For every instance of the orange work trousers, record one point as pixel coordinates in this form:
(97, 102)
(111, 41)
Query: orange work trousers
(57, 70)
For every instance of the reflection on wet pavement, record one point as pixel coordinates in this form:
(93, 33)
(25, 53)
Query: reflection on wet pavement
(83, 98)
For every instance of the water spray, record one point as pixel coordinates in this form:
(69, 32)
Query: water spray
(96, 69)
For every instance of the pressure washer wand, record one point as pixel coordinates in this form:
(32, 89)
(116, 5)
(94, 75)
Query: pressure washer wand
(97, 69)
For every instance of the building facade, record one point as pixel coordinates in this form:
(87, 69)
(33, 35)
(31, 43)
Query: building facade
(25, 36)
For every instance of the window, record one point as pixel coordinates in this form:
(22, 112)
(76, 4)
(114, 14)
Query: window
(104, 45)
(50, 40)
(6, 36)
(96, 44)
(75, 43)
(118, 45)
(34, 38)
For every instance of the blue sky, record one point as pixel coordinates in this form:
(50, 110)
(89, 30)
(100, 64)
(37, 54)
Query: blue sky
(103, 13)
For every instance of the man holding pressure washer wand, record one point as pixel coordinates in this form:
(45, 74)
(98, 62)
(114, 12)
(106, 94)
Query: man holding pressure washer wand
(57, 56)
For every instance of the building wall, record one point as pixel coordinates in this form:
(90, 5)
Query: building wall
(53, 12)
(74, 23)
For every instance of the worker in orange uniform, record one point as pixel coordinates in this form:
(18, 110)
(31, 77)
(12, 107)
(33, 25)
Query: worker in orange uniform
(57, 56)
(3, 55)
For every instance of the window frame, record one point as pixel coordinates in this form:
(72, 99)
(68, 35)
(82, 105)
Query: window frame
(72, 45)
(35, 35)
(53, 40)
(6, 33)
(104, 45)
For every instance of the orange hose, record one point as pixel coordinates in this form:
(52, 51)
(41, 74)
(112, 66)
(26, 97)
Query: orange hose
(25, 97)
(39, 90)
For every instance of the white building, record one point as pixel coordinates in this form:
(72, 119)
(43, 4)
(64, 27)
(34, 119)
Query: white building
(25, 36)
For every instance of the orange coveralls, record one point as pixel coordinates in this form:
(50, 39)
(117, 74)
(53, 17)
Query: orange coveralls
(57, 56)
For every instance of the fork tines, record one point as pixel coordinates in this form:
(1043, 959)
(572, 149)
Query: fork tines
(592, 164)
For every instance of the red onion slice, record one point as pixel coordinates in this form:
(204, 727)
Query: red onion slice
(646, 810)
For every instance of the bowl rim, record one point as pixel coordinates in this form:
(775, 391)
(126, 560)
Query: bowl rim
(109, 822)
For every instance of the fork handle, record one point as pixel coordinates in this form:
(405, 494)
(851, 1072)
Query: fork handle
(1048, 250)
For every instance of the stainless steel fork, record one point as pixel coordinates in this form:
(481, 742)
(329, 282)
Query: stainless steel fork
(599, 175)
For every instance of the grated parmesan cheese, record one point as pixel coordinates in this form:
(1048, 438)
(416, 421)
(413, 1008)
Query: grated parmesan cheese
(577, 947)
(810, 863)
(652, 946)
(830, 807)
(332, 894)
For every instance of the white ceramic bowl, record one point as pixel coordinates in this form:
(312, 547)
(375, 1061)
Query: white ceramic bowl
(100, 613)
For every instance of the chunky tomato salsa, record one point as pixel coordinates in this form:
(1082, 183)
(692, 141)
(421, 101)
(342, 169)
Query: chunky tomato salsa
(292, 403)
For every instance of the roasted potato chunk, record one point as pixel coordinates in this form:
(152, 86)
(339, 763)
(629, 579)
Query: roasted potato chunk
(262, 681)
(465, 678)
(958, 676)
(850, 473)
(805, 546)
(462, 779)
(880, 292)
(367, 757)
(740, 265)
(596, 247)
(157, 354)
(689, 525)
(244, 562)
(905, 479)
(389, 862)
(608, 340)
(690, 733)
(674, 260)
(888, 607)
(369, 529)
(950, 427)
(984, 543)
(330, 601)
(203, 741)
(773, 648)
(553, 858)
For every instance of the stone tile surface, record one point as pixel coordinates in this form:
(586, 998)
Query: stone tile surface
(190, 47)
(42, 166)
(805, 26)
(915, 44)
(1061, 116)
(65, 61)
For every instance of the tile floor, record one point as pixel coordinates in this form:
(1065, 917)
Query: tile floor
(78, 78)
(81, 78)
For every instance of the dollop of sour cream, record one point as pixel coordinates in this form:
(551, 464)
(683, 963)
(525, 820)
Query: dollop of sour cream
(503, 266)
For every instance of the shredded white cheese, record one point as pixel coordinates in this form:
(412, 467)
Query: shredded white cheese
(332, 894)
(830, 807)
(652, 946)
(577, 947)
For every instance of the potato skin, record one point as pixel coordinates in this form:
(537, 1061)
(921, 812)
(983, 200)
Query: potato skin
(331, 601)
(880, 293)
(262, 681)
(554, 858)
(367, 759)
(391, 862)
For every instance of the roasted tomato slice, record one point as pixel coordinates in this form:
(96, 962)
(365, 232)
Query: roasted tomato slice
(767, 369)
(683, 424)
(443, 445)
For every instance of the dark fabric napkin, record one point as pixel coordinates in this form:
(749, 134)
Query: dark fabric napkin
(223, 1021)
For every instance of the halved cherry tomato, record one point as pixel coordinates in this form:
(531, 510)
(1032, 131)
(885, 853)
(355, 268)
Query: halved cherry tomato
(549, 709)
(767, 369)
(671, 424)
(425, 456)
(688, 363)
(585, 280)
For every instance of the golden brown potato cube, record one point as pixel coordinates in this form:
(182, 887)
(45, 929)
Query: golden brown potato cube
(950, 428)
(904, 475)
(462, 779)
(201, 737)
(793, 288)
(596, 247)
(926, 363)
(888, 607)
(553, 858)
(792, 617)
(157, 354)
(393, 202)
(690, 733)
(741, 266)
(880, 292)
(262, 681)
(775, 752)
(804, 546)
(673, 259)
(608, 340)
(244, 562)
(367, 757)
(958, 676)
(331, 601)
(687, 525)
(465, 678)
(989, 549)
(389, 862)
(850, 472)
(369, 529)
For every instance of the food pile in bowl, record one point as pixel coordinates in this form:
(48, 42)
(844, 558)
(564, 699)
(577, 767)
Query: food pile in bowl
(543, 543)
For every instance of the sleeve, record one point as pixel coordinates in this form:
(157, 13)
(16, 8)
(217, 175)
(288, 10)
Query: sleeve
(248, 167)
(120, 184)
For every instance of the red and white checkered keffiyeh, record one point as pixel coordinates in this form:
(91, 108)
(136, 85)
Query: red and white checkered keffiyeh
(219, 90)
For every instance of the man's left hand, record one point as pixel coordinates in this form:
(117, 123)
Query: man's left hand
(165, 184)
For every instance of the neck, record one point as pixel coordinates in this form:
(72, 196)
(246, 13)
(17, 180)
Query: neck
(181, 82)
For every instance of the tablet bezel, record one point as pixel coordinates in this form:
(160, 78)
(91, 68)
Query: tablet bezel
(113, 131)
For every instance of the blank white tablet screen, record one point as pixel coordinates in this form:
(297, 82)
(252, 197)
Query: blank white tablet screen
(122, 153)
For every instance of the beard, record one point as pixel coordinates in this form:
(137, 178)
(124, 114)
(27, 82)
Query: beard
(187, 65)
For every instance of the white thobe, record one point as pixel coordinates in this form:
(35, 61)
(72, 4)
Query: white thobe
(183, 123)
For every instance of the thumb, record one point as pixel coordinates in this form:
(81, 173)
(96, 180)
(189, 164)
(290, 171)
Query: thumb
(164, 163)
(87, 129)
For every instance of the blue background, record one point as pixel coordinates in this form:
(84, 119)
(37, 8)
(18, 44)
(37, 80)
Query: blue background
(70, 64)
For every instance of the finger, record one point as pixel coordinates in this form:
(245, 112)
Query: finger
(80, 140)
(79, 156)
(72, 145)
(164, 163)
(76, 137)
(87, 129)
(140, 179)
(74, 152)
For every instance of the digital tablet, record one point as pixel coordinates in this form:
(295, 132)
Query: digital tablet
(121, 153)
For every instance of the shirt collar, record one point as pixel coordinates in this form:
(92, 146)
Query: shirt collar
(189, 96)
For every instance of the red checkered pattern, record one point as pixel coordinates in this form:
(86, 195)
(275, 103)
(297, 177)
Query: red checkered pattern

══════════

* Task brief *
Repeat exactly the lines from the line containing "For every instance of the blank" through the end of the listing above; both boundary lines are part of the output.

* Expected answer *
For every instance of the blank white tablet screen, record one point as pixel coordinates in this form:
(297, 82)
(252, 197)
Query: blank white tablet screen
(122, 153)
For every instance of the beard, record one point as pixel coordinates in this form:
(137, 178)
(124, 114)
(27, 82)
Query: beard
(187, 65)
For every instance of the white thobe, record one point as pixel coordinates in this form:
(35, 61)
(72, 4)
Query: white thobe
(183, 123)
For every instance of the thumb, record one point as pixel coordinates in this form:
(81, 173)
(96, 180)
(189, 164)
(290, 171)
Query: thumb
(164, 163)
(87, 129)
For every instance of the blue background, record one point as pixel coordinates in this form:
(84, 119)
(37, 8)
(18, 44)
(37, 80)
Query: blue background
(70, 64)
For every instance of the finger, record one point as pixel coordinates in this form:
(245, 112)
Query: finger
(80, 140)
(79, 156)
(72, 145)
(164, 163)
(76, 137)
(87, 129)
(140, 179)
(74, 152)
For every instance of the digital tablet, record one point as pixel coordinates in this form:
(295, 132)
Query: digital tablet
(121, 153)
For every instance of the shirt collar, record one point as pixel coordinates in this form:
(92, 146)
Query: shirt collar
(189, 96)
For every instance of the red checkered pattern, record one point as pixel coordinates in this form:
(86, 195)
(275, 103)
(297, 177)
Query: red checkered pattern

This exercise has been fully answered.